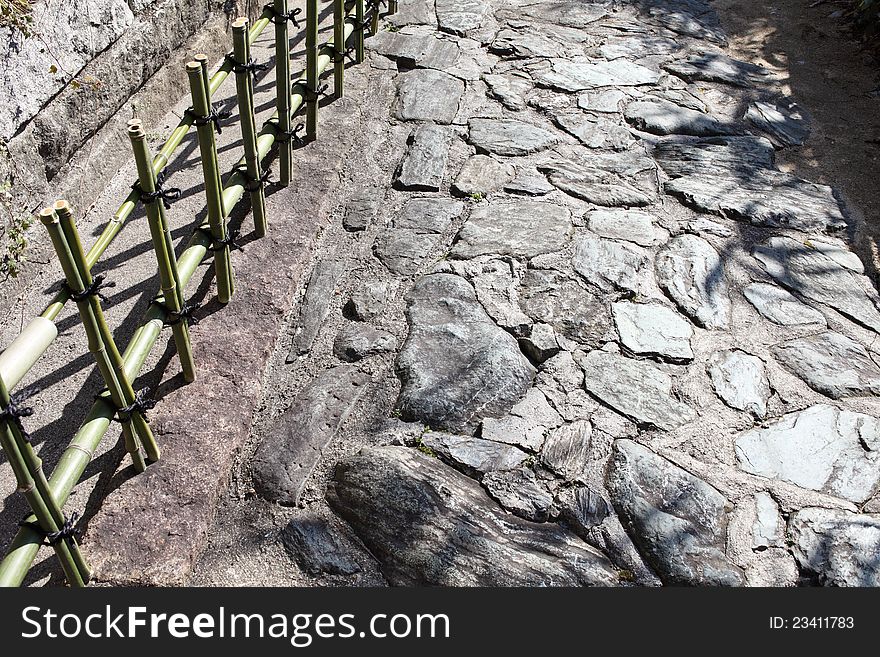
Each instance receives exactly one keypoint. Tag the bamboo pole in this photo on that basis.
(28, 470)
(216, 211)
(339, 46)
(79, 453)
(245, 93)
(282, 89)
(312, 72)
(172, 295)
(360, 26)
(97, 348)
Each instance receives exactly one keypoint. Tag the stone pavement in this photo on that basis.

+===+

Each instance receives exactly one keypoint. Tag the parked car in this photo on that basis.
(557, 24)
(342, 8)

+===+

▸ YOUR INSTRUCTIONS: Using the records above, set down exactly the lines from the one with "Each instance receives exactly one keypoint. Tag the bamboo" through the one with "Each instance receives exactly one keypoint. Tag the stone", inclusive, and nothing more.

▸ ANSWER BOX:
Each instance receives exactly one keypoint. Tag the bamboo pole in this photo on that basis.
(28, 470)
(216, 211)
(339, 46)
(79, 453)
(245, 93)
(282, 89)
(312, 72)
(172, 295)
(360, 26)
(97, 348)
Each instance receives exactly one keypoint. Tag the stone pavement in this photo on that basis.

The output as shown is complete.